[Start Dataset content]

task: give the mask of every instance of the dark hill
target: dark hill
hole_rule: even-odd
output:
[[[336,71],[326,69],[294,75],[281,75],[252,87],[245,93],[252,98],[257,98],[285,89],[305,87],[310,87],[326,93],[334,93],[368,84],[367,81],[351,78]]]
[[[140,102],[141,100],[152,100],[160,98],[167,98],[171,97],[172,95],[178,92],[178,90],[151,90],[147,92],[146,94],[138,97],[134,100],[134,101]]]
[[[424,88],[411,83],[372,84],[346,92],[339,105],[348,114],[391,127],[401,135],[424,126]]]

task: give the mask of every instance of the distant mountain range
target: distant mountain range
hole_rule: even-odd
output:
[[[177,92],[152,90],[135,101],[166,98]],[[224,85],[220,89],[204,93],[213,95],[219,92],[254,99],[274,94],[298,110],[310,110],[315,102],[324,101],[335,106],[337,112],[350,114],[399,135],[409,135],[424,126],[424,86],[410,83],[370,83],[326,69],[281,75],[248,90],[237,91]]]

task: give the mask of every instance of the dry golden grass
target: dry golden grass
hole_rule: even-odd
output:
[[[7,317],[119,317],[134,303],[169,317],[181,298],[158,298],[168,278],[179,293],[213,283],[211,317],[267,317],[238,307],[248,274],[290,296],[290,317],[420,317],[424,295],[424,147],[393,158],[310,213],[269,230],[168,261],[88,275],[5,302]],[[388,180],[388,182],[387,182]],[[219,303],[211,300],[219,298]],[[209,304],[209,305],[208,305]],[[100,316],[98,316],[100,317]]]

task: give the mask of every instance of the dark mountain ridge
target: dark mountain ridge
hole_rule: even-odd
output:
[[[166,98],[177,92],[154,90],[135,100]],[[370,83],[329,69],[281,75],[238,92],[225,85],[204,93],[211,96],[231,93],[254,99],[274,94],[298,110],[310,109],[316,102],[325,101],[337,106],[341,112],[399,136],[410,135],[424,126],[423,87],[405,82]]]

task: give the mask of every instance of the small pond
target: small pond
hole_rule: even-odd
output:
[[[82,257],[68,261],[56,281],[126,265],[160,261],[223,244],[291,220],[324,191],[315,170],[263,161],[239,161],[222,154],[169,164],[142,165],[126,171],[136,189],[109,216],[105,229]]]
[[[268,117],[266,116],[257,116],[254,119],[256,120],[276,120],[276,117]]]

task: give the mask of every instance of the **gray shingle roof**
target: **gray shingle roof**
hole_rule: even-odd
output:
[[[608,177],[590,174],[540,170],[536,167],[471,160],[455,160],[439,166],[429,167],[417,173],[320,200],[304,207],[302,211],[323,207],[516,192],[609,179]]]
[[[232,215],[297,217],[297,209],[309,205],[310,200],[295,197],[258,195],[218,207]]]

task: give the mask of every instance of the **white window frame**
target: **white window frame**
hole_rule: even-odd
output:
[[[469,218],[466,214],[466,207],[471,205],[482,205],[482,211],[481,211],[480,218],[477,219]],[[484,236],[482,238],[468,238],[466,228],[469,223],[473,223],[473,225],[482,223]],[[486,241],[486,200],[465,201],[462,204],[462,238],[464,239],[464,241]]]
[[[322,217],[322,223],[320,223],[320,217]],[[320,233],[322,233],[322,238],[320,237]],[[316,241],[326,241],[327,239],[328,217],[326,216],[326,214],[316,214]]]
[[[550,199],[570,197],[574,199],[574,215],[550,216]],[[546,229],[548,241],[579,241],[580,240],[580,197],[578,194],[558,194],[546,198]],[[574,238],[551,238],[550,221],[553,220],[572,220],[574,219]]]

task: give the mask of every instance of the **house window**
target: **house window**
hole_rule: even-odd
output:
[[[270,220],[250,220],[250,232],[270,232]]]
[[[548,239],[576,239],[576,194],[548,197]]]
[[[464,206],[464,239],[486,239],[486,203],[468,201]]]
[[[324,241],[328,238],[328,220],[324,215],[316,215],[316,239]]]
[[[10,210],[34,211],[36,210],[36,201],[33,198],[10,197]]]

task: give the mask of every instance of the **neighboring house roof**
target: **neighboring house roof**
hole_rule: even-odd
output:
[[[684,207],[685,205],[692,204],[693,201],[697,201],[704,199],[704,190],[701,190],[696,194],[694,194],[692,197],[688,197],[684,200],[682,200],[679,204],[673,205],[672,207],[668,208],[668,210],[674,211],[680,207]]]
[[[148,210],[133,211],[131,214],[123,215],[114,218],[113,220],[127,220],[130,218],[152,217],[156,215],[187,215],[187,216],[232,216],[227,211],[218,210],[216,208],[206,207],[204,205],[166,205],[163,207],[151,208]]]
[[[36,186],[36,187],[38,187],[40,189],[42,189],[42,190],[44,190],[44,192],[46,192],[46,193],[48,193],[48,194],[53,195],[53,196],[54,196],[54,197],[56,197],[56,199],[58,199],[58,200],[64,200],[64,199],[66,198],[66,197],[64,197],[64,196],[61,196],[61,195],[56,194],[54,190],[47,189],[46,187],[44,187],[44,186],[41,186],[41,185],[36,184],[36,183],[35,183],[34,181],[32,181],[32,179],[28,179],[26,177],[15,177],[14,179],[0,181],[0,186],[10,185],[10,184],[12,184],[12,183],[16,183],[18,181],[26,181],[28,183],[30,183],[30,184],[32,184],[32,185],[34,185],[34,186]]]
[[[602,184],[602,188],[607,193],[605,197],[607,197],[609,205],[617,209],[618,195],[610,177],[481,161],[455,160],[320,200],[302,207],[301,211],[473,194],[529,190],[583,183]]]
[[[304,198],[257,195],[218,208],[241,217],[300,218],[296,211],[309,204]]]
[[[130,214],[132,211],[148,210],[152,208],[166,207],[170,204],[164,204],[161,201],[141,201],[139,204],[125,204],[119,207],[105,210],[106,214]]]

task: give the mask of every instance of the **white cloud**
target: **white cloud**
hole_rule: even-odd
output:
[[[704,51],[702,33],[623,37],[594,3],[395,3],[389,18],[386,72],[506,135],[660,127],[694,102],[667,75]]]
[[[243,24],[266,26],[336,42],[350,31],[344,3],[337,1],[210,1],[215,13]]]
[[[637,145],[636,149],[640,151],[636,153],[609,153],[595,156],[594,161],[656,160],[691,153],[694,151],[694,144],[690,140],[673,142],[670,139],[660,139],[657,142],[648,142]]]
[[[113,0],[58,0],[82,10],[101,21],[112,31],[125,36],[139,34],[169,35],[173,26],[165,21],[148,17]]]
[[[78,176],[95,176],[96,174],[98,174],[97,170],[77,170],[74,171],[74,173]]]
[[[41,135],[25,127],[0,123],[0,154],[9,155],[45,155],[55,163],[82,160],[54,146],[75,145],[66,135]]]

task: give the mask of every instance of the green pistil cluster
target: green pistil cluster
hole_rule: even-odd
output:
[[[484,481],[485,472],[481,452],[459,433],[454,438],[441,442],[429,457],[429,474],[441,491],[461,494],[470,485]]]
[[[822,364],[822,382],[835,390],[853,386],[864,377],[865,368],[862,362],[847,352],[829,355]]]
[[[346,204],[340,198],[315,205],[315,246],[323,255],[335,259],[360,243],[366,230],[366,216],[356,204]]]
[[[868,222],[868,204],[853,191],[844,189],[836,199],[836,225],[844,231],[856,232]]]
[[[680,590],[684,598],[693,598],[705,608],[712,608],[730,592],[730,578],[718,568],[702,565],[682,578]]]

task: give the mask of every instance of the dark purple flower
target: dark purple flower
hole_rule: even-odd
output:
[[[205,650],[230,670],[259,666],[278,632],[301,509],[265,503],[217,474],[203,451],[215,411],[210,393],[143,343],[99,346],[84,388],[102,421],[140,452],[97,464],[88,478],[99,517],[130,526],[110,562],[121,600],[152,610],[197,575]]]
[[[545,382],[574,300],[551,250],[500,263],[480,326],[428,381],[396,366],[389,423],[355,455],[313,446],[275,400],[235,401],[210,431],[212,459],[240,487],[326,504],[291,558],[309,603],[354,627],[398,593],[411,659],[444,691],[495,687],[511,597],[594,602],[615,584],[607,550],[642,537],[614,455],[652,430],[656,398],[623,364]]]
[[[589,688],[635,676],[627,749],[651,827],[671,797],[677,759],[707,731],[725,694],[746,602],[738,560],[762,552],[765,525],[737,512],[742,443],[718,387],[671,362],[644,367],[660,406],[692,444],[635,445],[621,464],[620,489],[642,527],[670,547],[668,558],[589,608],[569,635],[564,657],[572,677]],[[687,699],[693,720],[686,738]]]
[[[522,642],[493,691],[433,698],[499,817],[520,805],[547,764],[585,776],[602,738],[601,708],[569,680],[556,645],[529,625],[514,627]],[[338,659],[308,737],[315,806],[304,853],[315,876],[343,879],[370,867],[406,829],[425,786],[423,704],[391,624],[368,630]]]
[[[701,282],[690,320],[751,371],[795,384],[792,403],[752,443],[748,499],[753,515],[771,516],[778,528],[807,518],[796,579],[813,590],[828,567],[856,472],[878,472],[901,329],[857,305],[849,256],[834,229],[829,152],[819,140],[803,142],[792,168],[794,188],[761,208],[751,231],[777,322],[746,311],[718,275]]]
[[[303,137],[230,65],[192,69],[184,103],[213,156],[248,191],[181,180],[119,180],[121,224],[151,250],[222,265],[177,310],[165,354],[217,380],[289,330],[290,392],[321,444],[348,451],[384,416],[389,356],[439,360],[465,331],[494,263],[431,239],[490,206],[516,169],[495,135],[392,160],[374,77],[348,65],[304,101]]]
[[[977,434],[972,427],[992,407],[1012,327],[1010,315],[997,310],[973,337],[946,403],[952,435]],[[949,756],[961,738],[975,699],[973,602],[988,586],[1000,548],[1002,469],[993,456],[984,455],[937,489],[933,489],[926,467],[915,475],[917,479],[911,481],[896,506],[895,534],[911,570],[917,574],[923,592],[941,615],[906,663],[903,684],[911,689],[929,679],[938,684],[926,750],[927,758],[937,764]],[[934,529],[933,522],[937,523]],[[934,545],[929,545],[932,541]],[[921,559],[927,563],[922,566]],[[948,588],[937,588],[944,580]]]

[End Dataset content]

Exercise directions:
Starting at the line that contains "task: give the mask of every instance of the **house" and ending at the line that contains "[[[324,241],[328,238],[328,220],[324,215],[316,215],[316,239]]]", lay out those lines of the records as a JSON list of strings, one string per line, with blank lines omitted.

The solution:
[
  "task: give the mask of every instance of the **house window**",
  "target: **house window**",
  "hole_rule: even-odd",
  "output:",
  "[[[270,220],[250,220],[250,232],[270,232]]]",
  "[[[548,239],[576,239],[576,194],[548,197]]]",
  "[[[464,206],[464,239],[486,239],[486,203],[468,201]]]",
  "[[[324,241],[328,238],[328,220],[324,215],[316,215],[316,239]]]"
]